## Extracted text
──────────
From: Ingo Molnar <mingo@elte.hu>
To: Linus Torvalds <torvalds@linux-foundation.org>
Cc: Heiko Carstens <heiko.carstens@de.ibm.com>,
Andrew Morton <akpm@linux-foundation.org>,
Peter Zijlstra <a.p.zijlstra@chello.nl>,
linux-arch@vger.kernel.org,
Martin Schwidefsky <schwidefsky@de.ibm.com>,
Arnd Bergmann <arnd@arndb.de>,
Horst Hartmann <horsth@linux.vnet.ibm.com>,
Christian Ehrhardt <ehrhardt@linux.vnet.ibm.com>
Subject: Re: [patch 0/3] Allow inlined spinlocks again V3
Date: Thu, 13 Aug 2009 20:34:48 +0200 [thread overview]
Message-ID: <20090813183448.GA8125@elte.hu> (raw)
In-Reply-To: <alpine.LFD.2.01.0908131100000.28882@localhost.localdomain>
* Linus Torvalds <torvalds@linux-foundation.org> wrote:
> Now, there is one advantage to inlining that I really like - and
> that I personally have missed from the days when we used to
> always do it: profiling. Inlining the spinlocks tends to do
> _wonders_ for showing exactly which spinlock ends up being the
> contention cases for certain loads. [...]
We've got a new tool to determine that kind of information though:
perf + call-graph profiling.
This is how it works and how it can be used. Say we want to profile
'bw_tcp' from lmbench. The traditional way is to record a flat
profile:
aldebaran:~/l> perf record -f ./bw_pipe
Pipe bandwidth: 4607.33 MB/sec
[ perf record: Captured and wrote 2.503 MB perf.data (~109368 samples) ]
and then to view the flat profile:
aldebaran:~/l> perf report
# Samples: 109331
#
# Overhead Command Shared Object Symbol
# ........ ....... ........................ ......
──────────
## Instructions to follow
Copy out the part of the mailing-list reply that opens with the words containing "From: Ingo Molnar" and closes with "Message-ID: <20090813183448.GA8125@elte.hu> (raw)", and change "Thu" to "Thursday".

## Entries supplied
──────────
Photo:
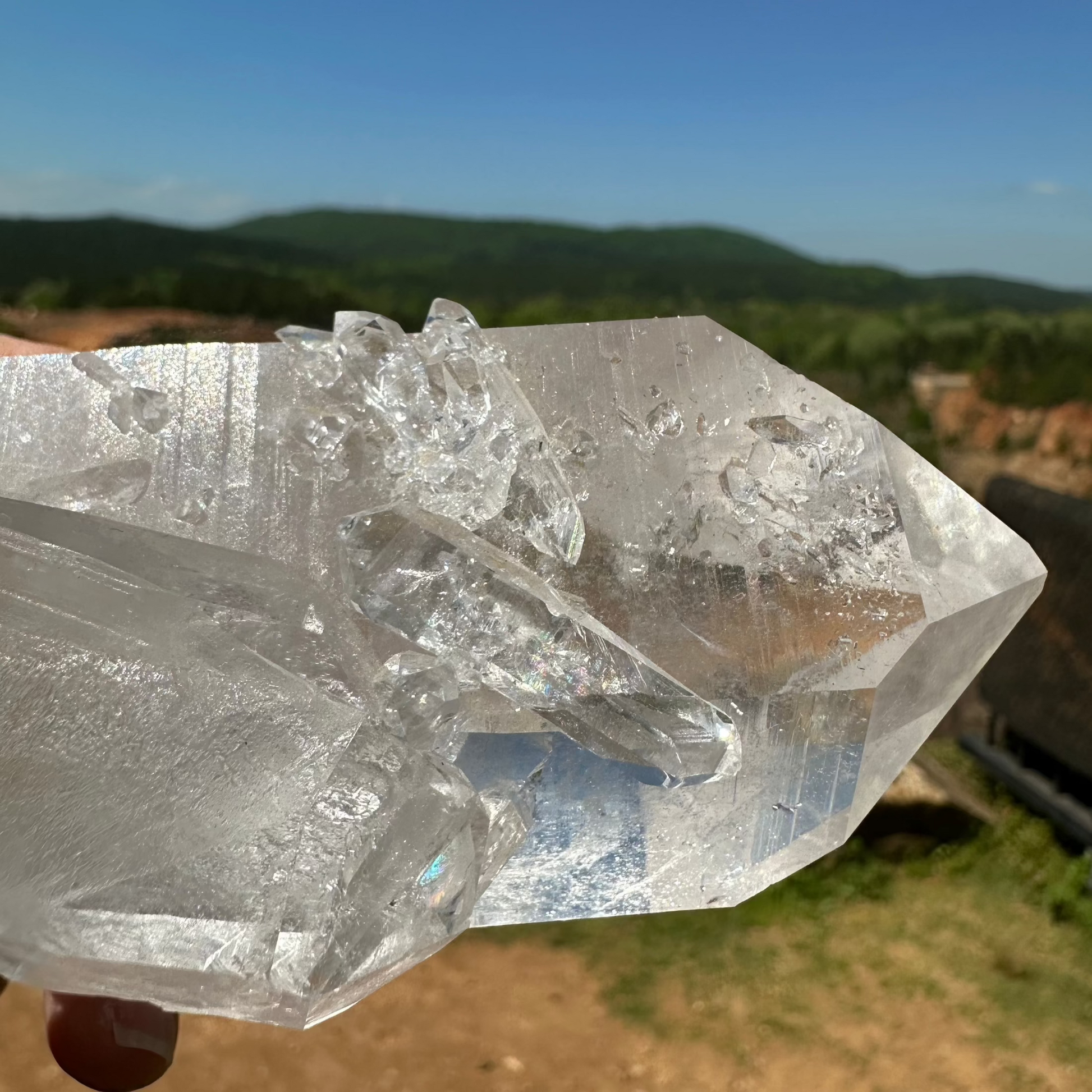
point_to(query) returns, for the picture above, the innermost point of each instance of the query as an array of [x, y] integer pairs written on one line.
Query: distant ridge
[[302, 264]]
──────────
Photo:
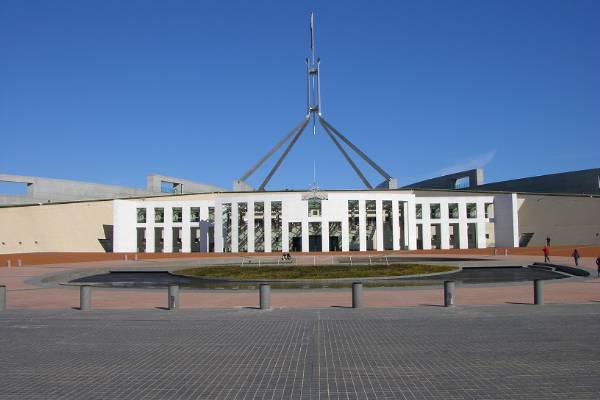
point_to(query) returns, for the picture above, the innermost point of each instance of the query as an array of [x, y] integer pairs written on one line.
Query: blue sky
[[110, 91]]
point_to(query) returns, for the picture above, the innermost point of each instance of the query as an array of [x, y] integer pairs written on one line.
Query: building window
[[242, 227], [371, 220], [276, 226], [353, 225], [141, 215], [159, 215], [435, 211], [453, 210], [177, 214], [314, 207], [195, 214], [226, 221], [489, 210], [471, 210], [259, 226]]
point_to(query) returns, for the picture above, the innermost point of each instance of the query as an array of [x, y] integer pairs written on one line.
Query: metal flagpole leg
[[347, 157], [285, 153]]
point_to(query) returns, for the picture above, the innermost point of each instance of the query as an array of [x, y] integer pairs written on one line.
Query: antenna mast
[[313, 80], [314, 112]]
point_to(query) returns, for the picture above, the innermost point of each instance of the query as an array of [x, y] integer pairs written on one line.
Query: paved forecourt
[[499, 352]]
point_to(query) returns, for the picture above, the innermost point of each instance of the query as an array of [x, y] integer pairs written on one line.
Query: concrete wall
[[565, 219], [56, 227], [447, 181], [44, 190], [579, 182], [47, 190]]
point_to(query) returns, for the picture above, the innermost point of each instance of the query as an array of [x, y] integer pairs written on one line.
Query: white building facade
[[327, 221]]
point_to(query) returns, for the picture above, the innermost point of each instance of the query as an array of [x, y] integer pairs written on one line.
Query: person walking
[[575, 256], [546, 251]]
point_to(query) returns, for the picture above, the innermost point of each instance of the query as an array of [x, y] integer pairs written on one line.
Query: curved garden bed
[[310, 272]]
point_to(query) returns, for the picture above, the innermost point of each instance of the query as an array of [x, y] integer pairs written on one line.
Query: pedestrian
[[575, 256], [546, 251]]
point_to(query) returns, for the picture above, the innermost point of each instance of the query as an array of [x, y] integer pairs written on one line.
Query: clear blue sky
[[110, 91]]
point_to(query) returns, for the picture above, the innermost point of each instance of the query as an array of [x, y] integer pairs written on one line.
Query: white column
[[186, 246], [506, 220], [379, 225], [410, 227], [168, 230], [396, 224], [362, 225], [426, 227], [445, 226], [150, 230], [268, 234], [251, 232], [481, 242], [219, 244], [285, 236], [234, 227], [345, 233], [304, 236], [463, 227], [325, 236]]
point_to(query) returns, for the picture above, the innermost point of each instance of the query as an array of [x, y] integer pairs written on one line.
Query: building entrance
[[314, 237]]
──────────
## Finished exercise
From: Ingo Molnar <mingo@elte.hu>
To: Linus Torvalds <torvalds@linux-foundation.org>
Cc: Heiko Carstens <heiko.carstens@de.ibm.com>,
Andrew Morton <akpm@linux-foundation.org>,
Peter Zijlstra <a.p.zijlstra@chello.nl>,
linux-arch@vger.kernel.org,
Martin Schwidefsky <schwidefsky@de.ibm.com>,
Arnd Bergmann <arnd@arndb.de>,
Horst Hartmann <horsth@linux.vnet.ibm.com>,
Christian Ehrhardt <ehrhardt@linux.vnet.ibm.com>
Subject: Re: [patch 0/3] Allow inlined spinlocks again V3
Date: Thursday, 13 Aug 2009 20:34:48 +0200 [thread overview]
Message-ID: <20090813183448.GA8125@elte.hu> (raw)